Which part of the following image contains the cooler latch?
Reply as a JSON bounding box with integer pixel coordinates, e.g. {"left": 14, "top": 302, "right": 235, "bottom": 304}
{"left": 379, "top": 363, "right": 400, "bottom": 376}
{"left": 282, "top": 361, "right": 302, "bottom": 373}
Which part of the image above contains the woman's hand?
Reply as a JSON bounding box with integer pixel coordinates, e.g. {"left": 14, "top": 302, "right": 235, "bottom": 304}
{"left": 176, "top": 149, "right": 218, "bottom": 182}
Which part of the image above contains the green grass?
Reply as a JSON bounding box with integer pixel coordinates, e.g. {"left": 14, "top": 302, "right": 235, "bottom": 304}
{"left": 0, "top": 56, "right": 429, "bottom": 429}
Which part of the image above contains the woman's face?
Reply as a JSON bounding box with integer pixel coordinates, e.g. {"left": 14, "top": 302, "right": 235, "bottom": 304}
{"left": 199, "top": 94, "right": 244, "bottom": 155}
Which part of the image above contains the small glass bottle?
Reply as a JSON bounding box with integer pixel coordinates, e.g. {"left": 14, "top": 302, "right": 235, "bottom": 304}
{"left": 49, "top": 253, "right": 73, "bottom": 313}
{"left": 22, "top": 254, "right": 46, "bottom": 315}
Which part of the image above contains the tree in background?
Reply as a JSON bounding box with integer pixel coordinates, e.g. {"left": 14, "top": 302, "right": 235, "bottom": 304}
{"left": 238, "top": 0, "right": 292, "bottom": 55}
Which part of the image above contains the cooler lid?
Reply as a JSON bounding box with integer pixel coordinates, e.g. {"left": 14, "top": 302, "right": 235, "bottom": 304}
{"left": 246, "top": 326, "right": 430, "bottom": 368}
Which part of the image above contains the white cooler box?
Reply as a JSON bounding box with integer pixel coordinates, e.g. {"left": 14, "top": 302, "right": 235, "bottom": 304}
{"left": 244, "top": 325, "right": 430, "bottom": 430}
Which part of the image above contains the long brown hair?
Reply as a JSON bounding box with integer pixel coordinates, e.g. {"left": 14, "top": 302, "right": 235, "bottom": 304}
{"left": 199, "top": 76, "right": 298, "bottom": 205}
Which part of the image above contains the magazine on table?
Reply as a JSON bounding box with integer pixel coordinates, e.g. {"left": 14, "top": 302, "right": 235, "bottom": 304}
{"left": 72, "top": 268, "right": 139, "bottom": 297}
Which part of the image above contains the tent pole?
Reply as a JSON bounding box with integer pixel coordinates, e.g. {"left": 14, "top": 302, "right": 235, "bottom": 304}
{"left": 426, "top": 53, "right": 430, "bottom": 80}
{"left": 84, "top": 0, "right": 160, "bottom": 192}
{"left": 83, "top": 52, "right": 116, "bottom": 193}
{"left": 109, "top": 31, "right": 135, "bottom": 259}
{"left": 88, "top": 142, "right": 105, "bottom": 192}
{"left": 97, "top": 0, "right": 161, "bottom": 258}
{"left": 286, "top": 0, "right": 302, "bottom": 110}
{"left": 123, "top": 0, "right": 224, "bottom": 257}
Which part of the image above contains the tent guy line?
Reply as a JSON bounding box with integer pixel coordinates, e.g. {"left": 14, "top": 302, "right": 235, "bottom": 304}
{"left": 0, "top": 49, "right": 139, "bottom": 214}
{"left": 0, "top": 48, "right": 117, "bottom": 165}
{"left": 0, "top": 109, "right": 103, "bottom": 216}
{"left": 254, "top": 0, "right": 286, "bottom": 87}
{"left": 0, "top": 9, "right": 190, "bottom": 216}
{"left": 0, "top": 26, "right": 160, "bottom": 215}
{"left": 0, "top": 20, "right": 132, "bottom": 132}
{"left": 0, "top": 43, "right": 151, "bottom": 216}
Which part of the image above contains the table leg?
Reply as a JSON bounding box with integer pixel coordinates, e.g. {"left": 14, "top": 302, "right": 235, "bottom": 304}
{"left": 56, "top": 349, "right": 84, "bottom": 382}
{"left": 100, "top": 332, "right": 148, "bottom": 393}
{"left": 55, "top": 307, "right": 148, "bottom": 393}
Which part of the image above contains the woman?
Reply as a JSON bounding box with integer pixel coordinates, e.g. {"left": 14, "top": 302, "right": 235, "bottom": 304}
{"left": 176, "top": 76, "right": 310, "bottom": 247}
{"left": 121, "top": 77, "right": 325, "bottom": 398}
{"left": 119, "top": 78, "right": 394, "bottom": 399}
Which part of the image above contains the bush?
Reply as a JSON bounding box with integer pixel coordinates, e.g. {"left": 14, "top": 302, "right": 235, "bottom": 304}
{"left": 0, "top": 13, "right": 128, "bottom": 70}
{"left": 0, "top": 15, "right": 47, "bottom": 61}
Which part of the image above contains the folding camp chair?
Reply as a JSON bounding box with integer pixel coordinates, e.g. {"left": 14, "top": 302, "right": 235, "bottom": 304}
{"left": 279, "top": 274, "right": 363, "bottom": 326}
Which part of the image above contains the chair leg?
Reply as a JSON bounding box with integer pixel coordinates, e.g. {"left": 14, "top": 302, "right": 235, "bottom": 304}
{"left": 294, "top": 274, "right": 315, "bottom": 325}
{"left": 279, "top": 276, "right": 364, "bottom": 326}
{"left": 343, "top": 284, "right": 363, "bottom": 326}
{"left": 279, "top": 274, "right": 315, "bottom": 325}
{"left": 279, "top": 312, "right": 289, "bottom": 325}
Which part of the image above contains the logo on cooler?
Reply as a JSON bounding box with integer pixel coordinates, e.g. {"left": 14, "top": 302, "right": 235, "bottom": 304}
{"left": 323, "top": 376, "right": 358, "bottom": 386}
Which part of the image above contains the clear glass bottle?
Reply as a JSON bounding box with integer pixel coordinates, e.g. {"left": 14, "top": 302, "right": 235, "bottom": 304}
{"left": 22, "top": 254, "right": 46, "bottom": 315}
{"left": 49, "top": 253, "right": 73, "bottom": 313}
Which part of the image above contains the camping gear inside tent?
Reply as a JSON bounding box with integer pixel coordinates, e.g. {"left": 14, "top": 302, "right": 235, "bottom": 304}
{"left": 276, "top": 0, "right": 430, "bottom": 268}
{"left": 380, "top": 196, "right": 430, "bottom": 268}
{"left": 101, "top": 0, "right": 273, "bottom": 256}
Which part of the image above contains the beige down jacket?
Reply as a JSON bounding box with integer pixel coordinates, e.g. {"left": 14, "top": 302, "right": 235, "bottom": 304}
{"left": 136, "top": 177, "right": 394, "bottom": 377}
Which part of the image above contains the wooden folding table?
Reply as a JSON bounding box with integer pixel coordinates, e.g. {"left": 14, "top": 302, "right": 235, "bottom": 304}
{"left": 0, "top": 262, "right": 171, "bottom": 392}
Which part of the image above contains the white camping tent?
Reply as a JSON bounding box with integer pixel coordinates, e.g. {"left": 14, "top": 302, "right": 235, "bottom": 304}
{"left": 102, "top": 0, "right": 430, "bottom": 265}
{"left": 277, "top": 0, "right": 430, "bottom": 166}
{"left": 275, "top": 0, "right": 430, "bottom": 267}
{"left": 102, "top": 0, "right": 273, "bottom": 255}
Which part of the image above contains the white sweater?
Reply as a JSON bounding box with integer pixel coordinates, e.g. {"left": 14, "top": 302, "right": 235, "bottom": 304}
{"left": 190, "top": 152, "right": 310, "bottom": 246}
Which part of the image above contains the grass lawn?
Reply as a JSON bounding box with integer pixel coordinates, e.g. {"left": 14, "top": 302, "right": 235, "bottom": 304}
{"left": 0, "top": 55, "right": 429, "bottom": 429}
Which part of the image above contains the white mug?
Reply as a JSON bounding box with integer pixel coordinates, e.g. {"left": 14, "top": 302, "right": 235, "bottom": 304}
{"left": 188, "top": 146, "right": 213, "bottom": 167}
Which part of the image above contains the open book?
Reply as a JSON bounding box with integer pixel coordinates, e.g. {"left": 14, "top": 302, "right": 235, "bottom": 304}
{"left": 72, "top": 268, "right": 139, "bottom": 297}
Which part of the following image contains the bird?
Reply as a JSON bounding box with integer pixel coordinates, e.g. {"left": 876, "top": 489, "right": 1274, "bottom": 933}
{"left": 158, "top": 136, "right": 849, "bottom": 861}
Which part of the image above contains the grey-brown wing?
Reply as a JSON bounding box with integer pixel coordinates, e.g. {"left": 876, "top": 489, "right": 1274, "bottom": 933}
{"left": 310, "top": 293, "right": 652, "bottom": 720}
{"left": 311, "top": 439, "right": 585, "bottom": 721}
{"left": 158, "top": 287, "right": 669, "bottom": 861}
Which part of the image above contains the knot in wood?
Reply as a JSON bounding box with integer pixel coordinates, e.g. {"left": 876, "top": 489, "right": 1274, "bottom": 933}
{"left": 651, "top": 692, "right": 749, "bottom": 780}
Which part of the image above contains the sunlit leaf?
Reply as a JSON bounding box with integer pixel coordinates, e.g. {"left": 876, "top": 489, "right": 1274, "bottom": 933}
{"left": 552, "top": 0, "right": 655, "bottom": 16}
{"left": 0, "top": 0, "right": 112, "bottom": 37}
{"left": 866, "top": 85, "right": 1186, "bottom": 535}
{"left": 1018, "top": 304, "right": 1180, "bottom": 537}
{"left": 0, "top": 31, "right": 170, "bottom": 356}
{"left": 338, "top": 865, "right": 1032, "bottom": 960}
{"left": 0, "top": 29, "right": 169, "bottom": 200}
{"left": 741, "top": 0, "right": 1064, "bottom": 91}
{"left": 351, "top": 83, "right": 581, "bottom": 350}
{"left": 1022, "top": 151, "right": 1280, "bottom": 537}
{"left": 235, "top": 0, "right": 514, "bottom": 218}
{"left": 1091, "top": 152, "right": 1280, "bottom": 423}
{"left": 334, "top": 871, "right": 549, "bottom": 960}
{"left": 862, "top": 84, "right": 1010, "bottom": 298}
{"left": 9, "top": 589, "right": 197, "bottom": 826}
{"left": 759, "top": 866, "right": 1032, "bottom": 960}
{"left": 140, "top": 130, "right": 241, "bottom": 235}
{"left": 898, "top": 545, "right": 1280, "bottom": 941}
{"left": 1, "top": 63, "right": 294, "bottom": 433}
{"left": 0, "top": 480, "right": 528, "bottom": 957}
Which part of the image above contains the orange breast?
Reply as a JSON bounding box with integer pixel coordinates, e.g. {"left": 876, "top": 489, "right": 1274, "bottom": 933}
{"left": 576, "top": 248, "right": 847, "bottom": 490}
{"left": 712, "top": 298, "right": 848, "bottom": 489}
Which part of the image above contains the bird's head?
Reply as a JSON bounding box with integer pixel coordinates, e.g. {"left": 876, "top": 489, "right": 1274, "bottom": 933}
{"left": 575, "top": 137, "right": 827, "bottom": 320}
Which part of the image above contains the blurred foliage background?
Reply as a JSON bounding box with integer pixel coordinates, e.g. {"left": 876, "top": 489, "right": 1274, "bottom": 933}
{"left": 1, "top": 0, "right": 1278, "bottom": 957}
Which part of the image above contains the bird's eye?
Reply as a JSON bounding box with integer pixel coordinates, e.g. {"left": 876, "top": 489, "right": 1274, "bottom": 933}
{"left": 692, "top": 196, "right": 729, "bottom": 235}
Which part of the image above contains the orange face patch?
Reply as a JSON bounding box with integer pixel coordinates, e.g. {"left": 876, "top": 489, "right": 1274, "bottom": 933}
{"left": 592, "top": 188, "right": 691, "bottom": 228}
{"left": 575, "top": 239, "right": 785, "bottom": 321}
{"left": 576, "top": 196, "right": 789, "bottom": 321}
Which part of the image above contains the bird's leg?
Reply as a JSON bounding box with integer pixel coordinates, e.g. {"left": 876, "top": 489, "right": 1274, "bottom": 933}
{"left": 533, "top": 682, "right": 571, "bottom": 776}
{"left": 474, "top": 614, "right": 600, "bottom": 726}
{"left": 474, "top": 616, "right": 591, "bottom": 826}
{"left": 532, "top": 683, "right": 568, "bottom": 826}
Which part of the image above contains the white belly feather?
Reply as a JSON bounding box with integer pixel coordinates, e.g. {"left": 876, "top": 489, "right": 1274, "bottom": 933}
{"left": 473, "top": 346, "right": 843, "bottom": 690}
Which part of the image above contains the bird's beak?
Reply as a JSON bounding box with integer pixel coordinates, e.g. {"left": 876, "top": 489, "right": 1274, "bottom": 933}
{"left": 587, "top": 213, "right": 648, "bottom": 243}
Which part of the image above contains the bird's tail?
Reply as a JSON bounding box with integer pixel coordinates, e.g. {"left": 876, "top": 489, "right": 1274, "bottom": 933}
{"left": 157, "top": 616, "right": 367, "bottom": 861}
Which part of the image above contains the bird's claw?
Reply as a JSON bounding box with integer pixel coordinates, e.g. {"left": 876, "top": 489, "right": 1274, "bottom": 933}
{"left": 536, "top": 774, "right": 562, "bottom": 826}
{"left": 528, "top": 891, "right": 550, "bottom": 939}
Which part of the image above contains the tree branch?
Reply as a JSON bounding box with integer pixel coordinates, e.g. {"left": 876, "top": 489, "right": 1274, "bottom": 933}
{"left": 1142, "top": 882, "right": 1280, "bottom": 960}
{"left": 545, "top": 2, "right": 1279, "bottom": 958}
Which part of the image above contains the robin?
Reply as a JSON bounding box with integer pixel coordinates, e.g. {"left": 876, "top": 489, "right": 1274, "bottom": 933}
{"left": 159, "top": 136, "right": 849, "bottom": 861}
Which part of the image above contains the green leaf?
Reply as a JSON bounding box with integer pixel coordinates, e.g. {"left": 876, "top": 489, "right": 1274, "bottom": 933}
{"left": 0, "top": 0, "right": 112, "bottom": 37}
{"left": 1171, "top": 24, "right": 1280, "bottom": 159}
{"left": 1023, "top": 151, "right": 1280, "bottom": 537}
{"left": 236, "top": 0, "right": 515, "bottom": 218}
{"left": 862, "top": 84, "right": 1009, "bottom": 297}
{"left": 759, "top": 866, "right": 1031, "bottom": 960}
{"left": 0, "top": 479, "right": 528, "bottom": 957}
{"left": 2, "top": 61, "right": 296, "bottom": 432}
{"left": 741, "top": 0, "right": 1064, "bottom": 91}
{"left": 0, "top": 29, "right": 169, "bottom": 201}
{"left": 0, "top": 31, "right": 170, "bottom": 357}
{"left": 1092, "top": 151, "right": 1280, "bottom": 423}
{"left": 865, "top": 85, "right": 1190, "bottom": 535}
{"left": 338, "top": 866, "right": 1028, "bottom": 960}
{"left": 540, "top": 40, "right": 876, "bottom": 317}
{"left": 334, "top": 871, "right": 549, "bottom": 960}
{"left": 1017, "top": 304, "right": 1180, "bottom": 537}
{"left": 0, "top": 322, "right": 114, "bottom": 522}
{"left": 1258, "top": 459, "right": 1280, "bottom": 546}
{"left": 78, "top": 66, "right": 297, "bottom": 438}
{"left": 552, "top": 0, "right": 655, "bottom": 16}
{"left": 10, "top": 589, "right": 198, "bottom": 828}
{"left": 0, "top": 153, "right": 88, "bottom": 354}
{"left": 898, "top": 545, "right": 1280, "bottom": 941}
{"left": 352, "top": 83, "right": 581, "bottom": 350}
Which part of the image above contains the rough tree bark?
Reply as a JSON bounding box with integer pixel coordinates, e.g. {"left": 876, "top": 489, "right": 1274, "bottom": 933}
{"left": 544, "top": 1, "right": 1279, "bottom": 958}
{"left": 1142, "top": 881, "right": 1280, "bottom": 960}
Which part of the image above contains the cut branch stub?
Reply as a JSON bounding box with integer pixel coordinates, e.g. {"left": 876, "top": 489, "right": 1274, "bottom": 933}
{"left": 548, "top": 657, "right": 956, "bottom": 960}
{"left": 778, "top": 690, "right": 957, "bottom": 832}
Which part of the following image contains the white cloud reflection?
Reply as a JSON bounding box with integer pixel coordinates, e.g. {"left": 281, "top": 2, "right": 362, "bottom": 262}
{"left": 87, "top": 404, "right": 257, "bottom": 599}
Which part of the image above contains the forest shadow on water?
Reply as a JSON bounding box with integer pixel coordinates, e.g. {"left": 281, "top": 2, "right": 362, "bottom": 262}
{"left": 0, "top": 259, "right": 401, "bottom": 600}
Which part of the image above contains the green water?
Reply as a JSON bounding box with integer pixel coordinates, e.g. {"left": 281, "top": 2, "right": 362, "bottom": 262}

GOAL OF THE EXERCISE: Could you give again, word for word, the line with "Which part of the image above contains the cut" and all lines after it through the end of the data? Leave out everything else.

RESPONSE:
Which part of the image above contains the cut branch stub?
Reply as a JSON bounding box with integer pixel coordinates, e.g. {"left": 876, "top": 489, "right": 1274, "bottom": 933}
{"left": 548, "top": 657, "right": 956, "bottom": 960}
{"left": 778, "top": 690, "right": 957, "bottom": 832}
Which part of the following image contains the white cloud reflection?
Reply as a JSON bounding box with integer pixel coordinates, e.g. {"left": 281, "top": 2, "right": 362, "bottom": 262}
{"left": 87, "top": 404, "right": 257, "bottom": 599}
Which part of the image above contains the forest shadow on water?
Reply as a JSON bounding box with integer pixel coordinates, e.g. {"left": 281, "top": 2, "right": 362, "bottom": 262}
{"left": 0, "top": 259, "right": 401, "bottom": 600}
Which part of the image above contains the green water?
Reply as a JSON bounding box with integer pixel coordinates, e.g. {"left": 281, "top": 2, "right": 362, "bottom": 262}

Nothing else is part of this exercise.